Work item:
Produce exactly the lines starting at the one containing "Where can you see the street lamp arm?" and ending at the last line of the material, with nothing added.

──────────

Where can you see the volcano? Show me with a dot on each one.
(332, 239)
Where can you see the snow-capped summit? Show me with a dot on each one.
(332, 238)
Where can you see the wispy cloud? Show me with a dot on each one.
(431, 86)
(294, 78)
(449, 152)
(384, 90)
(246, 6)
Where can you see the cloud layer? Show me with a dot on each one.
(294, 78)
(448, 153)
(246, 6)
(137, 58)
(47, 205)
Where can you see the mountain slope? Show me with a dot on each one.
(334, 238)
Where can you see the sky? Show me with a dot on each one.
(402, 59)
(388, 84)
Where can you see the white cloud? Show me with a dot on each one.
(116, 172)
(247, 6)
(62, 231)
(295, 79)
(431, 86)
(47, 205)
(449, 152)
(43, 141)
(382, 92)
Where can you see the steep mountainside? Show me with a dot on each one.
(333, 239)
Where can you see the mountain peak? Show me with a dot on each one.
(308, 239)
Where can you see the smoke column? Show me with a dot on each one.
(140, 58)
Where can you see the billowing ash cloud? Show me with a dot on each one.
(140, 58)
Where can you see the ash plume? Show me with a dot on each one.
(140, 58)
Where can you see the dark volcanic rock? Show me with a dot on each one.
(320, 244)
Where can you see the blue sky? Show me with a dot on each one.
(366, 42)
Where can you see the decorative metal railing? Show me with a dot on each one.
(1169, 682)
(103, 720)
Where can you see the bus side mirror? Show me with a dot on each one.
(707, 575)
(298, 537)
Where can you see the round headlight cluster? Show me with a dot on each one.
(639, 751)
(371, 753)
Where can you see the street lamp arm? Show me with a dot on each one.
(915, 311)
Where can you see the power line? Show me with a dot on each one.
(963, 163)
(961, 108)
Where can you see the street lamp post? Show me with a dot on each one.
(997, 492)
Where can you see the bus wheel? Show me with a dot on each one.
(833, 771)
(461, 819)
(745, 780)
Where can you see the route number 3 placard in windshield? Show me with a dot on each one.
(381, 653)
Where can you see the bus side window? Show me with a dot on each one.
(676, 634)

──────────

Task result:
Where can you see the street lamp arm? Show me with a dot on each one.
(915, 311)
Where can you see the power line? Show me with a dot on each one.
(963, 163)
(961, 108)
Where can you see the street lamp post? Show me with a dot on each one.
(997, 492)
Where can you see the bus wheel? Show me with a dot on each one.
(833, 771)
(461, 819)
(745, 780)
Where can you see the route number 3 placard in windshield? Show me with a dot on each one.
(381, 653)
Where can you see the bus side window? Show me with a dot on each one.
(676, 634)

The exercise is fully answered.